- **What you need to do**
Please copy the listing below verbatim, starting with the line that contains "# draw the outline of every instance of the white" and continuing through the line that contains "157 143 L 161", both of those lines included.

· · · ·

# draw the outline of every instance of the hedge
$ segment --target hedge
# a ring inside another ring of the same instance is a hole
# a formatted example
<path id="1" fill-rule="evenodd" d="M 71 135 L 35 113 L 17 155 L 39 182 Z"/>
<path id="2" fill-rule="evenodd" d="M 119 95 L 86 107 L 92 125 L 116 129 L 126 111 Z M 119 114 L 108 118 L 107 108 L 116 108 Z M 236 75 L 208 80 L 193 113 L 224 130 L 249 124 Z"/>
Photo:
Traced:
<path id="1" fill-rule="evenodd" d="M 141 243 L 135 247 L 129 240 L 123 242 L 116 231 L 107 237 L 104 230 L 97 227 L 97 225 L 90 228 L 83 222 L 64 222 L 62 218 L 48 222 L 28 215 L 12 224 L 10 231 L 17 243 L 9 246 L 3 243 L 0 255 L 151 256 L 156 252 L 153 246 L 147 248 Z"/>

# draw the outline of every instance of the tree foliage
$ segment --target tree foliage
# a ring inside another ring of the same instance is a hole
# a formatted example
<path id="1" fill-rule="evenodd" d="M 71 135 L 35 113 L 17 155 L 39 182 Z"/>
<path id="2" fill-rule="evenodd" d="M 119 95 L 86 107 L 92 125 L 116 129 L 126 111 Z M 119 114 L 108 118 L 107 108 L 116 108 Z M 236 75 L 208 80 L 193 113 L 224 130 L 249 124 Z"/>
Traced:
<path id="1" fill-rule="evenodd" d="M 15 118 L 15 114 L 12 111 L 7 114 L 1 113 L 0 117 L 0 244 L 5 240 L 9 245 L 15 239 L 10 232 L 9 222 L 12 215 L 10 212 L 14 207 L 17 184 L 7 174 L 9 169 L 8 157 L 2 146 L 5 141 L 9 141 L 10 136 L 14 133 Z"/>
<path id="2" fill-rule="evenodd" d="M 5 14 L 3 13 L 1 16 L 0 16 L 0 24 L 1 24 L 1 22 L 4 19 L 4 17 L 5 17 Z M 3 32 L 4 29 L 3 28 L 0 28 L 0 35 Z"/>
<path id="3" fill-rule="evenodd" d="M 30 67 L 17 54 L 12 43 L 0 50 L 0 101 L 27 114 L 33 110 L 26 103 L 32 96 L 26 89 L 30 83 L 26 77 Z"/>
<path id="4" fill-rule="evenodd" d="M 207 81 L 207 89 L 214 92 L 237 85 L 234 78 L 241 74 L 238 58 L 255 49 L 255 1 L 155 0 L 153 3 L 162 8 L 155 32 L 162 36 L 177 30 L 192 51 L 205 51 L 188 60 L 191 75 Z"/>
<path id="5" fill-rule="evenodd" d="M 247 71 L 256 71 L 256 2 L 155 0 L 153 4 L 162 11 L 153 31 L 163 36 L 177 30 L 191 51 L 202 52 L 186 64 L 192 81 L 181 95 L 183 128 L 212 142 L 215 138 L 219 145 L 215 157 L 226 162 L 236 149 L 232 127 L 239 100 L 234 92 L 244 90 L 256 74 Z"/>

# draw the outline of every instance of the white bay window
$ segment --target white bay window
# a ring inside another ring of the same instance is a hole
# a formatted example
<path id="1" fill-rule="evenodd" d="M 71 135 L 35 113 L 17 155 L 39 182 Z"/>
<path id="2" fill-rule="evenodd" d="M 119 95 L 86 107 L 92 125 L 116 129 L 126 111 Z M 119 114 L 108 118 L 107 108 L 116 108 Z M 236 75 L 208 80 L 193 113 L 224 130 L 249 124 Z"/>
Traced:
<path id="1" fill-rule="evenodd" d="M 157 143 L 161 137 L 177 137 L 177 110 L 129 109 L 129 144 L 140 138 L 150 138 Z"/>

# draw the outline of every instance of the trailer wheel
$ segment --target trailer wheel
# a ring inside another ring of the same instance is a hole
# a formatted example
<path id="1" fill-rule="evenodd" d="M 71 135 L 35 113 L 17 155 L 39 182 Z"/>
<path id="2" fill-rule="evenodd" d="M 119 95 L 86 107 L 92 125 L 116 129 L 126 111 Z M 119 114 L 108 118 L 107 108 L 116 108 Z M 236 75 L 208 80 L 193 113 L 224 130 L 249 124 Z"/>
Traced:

· · · ·

- **Finished exercise**
# draw the outline of every instance of the white bay window
$ segment --target white bay window
# a ring inside another ring of the same instance is a hole
# a formatted example
<path id="1" fill-rule="evenodd" d="M 71 135 L 35 113 L 17 155 L 39 182 Z"/>
<path id="2" fill-rule="evenodd" d="M 119 95 L 86 107 L 92 125 L 116 129 L 126 111 Z M 119 114 L 108 118 L 107 108 L 116 108 Z M 236 75 L 208 80 L 193 113 L 224 130 L 249 124 Z"/>
Traced:
<path id="1" fill-rule="evenodd" d="M 157 143 L 161 137 L 177 137 L 177 110 L 129 109 L 129 144 L 140 138 L 150 138 Z"/>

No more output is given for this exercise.